### What needs to be done
Output exactly the lines from the line with "[locate] the rider's knee" through the end of the records below. Include nothing else.

### Records provided
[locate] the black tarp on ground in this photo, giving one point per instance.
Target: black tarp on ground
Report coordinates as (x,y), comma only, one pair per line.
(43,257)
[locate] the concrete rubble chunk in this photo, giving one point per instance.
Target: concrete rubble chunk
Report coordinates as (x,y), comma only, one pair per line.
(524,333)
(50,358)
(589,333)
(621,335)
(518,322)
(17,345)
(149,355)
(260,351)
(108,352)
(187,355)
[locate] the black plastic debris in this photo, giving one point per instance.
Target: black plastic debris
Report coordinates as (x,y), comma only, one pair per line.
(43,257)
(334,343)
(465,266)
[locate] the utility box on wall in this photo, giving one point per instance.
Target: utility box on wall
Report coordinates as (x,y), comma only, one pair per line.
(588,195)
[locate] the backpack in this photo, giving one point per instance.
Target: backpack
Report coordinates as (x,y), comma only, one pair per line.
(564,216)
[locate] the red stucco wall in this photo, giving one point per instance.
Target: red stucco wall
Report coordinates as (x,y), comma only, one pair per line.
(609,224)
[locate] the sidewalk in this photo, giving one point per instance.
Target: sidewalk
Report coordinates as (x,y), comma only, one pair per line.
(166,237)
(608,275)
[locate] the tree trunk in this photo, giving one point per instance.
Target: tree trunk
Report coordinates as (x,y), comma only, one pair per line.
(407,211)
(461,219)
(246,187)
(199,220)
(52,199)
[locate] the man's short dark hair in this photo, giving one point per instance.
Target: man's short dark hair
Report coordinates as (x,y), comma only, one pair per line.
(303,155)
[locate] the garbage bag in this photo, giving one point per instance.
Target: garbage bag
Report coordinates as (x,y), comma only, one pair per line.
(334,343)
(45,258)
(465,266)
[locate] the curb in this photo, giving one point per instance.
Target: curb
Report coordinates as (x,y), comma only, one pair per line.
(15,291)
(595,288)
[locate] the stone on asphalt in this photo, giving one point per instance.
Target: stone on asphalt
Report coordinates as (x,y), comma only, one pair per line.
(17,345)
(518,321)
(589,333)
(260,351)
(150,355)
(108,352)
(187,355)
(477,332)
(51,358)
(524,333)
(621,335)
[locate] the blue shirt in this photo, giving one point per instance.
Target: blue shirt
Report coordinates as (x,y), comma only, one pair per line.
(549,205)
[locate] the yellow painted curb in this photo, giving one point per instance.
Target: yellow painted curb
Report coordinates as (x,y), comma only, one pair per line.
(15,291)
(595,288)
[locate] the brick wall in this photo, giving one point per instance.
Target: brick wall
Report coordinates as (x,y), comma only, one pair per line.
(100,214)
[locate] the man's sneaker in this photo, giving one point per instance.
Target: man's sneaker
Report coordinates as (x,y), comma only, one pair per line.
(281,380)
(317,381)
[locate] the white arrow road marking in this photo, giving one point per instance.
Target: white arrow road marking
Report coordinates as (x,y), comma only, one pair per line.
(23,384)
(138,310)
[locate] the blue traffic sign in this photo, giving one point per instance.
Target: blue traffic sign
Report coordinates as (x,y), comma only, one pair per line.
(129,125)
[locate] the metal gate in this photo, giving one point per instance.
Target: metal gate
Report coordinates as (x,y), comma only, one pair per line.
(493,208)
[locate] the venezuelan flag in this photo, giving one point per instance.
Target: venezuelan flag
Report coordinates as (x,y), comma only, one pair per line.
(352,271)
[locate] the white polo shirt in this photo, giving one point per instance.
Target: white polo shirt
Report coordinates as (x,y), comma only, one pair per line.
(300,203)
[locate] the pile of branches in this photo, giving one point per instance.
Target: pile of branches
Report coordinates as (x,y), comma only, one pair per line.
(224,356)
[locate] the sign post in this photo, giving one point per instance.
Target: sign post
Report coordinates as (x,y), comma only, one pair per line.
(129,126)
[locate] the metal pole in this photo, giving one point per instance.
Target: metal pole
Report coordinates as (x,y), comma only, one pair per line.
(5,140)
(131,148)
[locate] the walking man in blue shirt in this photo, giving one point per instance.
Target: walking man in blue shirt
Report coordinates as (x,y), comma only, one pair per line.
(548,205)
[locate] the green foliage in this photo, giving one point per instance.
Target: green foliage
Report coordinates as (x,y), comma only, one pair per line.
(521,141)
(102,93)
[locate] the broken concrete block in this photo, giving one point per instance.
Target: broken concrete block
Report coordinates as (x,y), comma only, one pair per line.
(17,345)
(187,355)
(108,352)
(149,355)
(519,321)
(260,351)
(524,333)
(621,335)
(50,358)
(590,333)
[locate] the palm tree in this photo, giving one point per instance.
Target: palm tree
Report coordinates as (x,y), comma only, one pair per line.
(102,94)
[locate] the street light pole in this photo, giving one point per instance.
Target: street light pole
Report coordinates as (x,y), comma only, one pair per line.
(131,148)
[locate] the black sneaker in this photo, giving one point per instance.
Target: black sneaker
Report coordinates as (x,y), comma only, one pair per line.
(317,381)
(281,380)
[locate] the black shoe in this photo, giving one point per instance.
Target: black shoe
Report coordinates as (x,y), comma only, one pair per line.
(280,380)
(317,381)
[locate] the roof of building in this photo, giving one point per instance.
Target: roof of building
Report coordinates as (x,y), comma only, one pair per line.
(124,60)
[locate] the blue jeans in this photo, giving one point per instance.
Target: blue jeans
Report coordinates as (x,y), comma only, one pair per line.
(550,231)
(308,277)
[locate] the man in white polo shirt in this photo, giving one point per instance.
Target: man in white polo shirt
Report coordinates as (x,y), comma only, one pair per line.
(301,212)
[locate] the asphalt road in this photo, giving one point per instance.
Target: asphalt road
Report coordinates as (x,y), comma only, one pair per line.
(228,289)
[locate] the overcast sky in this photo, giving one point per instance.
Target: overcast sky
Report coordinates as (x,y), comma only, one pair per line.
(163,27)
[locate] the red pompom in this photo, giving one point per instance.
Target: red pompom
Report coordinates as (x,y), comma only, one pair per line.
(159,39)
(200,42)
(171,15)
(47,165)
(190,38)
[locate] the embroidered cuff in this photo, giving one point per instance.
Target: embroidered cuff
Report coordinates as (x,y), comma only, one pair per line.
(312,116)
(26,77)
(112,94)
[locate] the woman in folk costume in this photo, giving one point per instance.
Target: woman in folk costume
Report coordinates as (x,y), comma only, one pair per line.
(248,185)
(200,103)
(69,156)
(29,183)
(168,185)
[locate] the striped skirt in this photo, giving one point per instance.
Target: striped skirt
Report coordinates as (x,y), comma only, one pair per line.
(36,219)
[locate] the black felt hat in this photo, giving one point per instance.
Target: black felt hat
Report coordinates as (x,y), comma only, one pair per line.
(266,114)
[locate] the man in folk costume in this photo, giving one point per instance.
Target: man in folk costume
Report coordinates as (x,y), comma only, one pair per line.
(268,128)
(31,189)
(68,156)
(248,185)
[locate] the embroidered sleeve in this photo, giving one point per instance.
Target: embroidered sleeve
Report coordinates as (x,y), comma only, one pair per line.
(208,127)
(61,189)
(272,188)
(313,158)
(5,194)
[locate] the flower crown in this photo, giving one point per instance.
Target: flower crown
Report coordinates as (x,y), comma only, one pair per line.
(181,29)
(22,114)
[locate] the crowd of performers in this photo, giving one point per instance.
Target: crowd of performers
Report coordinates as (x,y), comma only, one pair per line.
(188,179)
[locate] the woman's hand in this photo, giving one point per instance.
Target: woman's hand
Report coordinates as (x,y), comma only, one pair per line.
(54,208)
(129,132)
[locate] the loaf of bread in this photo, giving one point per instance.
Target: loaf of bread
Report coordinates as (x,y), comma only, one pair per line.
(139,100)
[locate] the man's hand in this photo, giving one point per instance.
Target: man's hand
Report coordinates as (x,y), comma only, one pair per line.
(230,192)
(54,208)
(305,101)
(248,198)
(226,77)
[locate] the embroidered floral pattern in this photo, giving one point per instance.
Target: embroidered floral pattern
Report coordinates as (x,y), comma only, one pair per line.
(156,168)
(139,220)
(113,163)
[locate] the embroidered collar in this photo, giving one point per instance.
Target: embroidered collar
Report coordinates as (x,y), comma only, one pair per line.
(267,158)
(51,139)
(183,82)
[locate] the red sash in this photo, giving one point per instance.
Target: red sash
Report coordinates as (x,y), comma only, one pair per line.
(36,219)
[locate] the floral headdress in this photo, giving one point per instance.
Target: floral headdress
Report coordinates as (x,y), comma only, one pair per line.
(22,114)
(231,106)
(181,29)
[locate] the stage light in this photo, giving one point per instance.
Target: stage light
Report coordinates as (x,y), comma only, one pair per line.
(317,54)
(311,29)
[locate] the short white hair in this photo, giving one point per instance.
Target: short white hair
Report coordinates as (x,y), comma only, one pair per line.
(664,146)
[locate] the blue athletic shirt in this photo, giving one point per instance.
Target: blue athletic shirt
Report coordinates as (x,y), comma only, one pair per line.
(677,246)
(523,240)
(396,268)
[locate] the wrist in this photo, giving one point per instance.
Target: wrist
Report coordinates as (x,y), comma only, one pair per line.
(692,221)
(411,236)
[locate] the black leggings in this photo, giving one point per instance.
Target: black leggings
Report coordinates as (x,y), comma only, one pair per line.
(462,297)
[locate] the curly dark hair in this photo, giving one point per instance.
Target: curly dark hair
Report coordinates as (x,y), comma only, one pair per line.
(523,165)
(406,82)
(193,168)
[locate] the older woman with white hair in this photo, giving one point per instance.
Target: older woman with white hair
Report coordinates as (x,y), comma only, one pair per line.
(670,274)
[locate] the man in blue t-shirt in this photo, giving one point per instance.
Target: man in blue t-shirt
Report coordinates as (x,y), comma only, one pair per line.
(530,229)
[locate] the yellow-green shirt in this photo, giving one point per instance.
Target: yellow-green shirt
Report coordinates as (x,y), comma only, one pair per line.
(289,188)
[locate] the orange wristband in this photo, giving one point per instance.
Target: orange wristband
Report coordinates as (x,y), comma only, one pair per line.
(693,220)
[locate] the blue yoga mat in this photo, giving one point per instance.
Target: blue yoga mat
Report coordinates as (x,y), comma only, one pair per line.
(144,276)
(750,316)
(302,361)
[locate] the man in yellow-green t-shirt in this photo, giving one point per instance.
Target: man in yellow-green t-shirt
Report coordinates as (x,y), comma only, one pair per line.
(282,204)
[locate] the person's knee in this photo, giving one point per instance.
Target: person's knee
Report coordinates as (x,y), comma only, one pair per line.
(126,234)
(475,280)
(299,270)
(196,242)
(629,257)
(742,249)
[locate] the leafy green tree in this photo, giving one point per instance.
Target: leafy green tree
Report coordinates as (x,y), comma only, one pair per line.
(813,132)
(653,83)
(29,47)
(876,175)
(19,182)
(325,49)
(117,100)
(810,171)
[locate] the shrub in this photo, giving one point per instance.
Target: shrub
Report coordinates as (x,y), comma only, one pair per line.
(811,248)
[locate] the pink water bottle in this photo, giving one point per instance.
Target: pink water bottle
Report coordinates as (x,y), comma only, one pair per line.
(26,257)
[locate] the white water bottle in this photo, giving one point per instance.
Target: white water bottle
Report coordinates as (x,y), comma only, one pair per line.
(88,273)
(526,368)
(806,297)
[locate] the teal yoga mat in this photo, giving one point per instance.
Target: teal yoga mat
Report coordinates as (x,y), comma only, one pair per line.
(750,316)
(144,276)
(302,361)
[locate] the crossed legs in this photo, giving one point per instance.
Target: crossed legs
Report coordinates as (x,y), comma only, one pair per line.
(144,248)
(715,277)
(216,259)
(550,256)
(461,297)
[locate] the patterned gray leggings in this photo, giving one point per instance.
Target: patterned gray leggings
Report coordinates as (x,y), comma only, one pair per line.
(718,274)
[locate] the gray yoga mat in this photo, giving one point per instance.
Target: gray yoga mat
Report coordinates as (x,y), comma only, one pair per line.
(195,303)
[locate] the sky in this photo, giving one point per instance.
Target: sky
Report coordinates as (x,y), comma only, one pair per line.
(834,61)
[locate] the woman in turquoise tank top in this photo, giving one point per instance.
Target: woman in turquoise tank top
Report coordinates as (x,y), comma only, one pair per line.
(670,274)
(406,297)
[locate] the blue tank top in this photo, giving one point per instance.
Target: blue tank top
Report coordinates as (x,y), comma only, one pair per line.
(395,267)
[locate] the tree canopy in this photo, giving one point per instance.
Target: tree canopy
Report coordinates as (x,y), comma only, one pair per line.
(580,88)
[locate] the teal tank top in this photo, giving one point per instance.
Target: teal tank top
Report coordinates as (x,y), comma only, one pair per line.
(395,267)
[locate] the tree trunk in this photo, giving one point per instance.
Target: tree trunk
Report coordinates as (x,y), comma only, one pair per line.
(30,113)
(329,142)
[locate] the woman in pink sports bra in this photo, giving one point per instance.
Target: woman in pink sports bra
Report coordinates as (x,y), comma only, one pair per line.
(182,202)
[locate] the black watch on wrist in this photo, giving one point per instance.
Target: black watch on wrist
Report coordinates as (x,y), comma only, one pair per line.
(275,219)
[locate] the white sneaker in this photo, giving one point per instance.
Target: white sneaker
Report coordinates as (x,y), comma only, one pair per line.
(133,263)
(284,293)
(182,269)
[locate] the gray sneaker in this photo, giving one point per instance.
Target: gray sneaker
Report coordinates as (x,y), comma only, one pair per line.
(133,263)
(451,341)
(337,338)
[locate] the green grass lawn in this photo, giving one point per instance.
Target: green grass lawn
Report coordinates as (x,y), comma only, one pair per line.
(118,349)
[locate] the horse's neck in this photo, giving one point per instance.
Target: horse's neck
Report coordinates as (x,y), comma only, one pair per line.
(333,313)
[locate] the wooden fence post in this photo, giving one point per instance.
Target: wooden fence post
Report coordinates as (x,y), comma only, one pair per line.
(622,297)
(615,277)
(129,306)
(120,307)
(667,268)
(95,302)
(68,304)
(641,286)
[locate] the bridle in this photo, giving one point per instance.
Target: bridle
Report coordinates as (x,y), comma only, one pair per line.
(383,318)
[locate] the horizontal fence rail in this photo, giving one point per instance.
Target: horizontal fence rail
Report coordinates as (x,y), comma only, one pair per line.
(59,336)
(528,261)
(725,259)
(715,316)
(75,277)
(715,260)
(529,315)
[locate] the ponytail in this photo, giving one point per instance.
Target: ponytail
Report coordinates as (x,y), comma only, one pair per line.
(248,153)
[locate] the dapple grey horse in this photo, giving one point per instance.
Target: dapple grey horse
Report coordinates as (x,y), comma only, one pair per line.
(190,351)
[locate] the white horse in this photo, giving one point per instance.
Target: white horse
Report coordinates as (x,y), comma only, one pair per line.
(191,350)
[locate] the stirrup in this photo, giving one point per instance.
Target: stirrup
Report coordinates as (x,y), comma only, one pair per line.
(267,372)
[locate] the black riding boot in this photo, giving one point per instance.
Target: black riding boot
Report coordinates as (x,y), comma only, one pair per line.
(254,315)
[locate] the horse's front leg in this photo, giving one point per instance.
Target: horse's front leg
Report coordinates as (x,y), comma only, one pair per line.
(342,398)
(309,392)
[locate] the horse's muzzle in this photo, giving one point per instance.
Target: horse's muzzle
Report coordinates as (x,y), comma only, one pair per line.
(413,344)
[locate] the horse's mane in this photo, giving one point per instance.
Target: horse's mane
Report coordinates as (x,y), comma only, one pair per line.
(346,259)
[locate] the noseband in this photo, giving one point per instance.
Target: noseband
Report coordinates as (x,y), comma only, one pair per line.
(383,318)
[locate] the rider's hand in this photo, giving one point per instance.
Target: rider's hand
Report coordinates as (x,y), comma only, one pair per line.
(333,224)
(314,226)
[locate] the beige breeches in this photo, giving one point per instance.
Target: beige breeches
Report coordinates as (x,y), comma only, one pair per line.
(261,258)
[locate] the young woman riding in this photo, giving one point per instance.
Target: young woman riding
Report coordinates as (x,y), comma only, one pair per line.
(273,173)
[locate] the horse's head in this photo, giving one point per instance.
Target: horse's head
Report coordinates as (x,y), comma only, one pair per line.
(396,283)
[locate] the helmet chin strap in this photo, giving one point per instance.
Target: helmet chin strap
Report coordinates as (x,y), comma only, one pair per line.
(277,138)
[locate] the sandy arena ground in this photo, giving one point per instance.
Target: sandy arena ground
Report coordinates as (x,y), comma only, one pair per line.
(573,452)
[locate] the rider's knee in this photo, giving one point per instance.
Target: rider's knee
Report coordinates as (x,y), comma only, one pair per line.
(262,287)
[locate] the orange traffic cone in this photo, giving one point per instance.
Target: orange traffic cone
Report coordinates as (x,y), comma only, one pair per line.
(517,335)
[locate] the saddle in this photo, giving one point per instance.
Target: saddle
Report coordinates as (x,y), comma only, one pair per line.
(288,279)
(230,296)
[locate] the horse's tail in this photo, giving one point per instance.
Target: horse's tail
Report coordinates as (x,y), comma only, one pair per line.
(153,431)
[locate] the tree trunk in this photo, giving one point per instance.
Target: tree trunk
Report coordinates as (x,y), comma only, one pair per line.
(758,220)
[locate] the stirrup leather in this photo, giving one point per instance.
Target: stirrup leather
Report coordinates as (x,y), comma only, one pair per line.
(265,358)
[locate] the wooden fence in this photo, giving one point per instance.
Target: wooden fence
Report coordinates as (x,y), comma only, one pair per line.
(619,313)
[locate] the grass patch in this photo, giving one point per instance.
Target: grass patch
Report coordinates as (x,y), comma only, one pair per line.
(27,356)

### Solution to this exercise
[locate] the rider's knee in this photo, giving one point per instance.
Target: rider's knee
Report coordinates as (x,y), comma only, one pair per line.
(262,287)
[locate] the orange traffic cone in this photo, giving one point per instance.
Target: orange traffic cone
Report coordinates as (x,y), comma only, one pair per line.
(517,335)
[locate] the saddle in this photo, giving one point per instance.
Target: saddle
Report coordinates as (x,y), comma only, one pair per line.
(288,279)
(230,296)
[locate] the horse's tail in this photo, giving one point per instance.
Target: horse's tail
Report coordinates as (x,y), comma only, one pair per line.
(153,431)
[locate] the tree trunk in this photo, giving one point per instance.
Target: tree trunk
Report coordinates as (x,y), comma only, one pair per line.
(758,220)
[locate] the stirrup leather in this photo, giving one point per instance.
Target: stirrup leather
Report coordinates as (x,y), comma only, one pair per line.
(265,358)
[locate] the wooden fence in this photo, giving one point per instance.
Target: wooden fence
Report coordinates as (x,y), comma only, one pair per line.
(619,313)
[locate] the grass patch in this photo, giving one point per instance.
Target: grass patch
Report coordinates as (x,y), comma only, one pair per line.
(27,356)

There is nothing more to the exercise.